OBJECTIVE:
Show each line from the rows below that contains the word "roof".

RAW DATA:

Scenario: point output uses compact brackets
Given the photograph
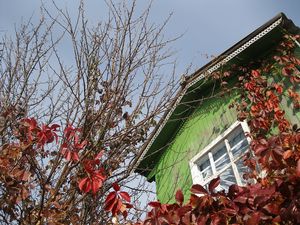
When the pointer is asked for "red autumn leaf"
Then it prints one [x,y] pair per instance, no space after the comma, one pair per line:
[95,178]
[179,197]
[155,204]
[198,189]
[110,201]
[298,168]
[84,185]
[213,184]
[255,73]
[253,219]
[287,154]
[125,196]
[116,186]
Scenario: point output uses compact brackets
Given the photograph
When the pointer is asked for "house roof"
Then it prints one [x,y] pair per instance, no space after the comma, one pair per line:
[251,46]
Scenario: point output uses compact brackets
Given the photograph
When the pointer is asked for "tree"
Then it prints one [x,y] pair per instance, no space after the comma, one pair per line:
[69,134]
[273,160]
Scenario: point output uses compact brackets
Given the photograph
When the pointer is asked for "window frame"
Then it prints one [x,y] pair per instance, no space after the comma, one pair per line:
[220,140]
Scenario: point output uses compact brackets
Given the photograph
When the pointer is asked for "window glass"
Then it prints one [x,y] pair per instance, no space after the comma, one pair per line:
[205,169]
[224,161]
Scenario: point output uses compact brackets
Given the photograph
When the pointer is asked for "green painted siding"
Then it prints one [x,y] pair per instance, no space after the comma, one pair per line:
[172,172]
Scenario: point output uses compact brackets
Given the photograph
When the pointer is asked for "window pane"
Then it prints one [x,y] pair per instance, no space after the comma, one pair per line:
[238,144]
[205,169]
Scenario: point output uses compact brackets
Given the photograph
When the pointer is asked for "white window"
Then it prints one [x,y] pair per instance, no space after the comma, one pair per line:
[223,157]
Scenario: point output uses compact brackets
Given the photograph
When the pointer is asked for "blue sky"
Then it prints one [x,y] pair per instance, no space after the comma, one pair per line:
[209,26]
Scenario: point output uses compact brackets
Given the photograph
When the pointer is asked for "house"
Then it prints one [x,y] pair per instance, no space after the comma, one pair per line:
[200,138]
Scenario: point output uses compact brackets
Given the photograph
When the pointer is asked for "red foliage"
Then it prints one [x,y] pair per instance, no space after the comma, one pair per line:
[115,201]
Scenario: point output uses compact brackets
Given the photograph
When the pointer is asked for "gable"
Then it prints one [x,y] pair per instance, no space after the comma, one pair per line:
[255,45]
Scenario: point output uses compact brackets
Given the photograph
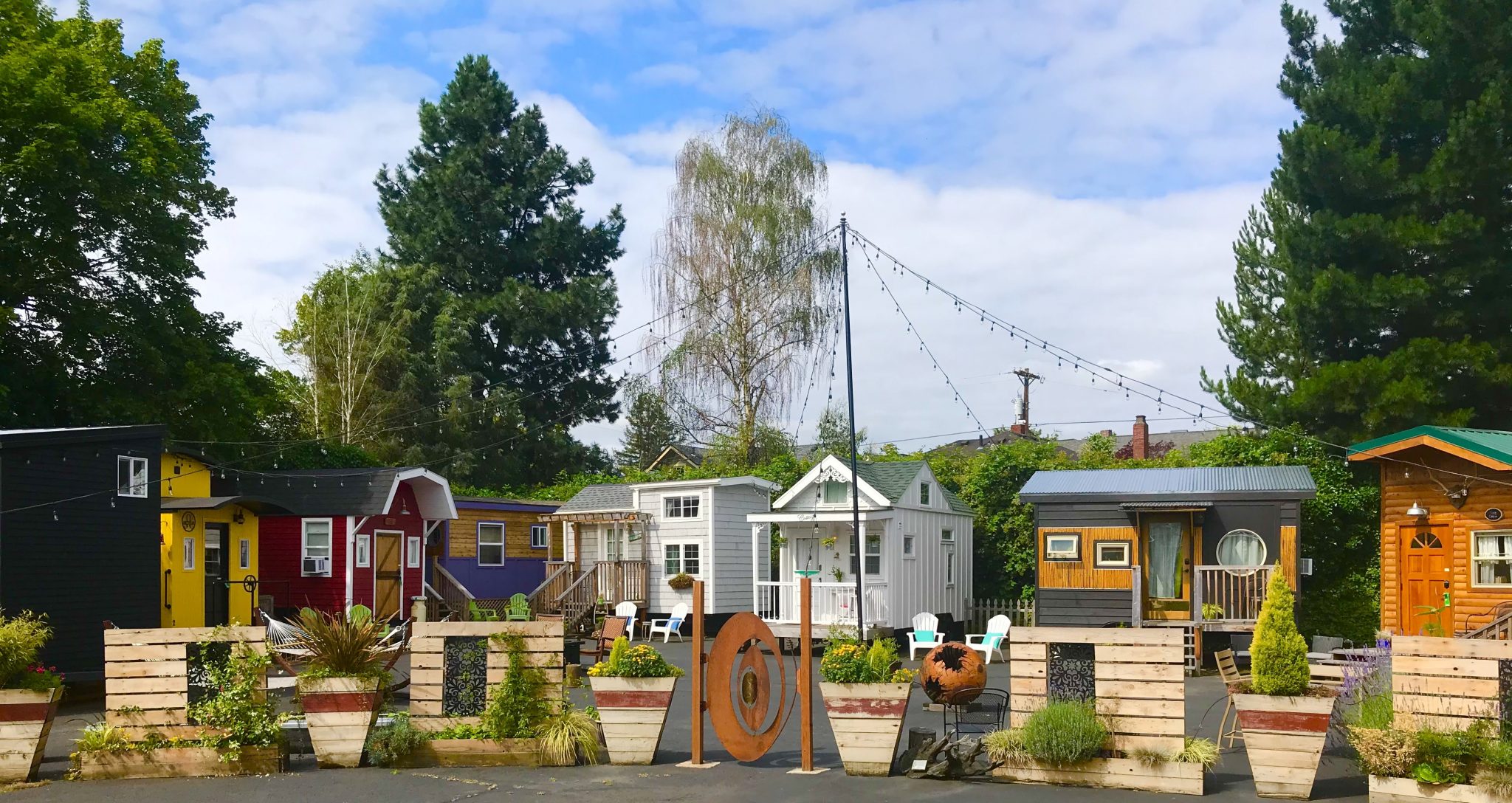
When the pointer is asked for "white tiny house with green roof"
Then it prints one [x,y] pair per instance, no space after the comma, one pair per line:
[915,554]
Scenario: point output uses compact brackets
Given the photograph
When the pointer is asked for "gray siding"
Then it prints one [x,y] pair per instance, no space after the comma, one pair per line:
[1082,607]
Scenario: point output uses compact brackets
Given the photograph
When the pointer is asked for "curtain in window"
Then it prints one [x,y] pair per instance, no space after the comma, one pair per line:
[1164,560]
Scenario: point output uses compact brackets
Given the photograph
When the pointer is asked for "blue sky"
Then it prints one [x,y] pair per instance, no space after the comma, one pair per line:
[1080,168]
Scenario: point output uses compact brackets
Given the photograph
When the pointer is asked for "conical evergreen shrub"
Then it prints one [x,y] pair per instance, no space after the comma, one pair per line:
[1279,654]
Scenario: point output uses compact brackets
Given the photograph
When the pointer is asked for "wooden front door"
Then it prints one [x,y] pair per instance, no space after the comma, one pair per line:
[388,573]
[1166,540]
[1426,573]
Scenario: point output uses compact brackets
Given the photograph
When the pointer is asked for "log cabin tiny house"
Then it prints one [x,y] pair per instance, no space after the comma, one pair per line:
[1164,546]
[1446,540]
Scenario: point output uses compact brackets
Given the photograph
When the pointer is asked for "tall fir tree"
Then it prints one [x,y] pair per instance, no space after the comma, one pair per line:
[510,288]
[1373,285]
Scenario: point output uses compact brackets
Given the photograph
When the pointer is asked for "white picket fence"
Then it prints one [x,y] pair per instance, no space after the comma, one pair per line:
[1020,611]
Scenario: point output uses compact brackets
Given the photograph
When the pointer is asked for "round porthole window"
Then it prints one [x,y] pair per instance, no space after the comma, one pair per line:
[1242,548]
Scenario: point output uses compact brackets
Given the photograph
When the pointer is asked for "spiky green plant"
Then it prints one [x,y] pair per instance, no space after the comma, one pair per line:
[340,646]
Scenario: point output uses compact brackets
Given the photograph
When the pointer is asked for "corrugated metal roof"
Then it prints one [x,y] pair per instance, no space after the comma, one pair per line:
[601,497]
[1282,481]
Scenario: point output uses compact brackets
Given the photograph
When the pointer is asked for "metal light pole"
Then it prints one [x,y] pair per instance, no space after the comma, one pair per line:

IN RESPONSE:
When the pointer is asked for "house roof"
When the pointer is asked for "white tiny house with green roof"
When the pointer is asked for "corrugated metal roof"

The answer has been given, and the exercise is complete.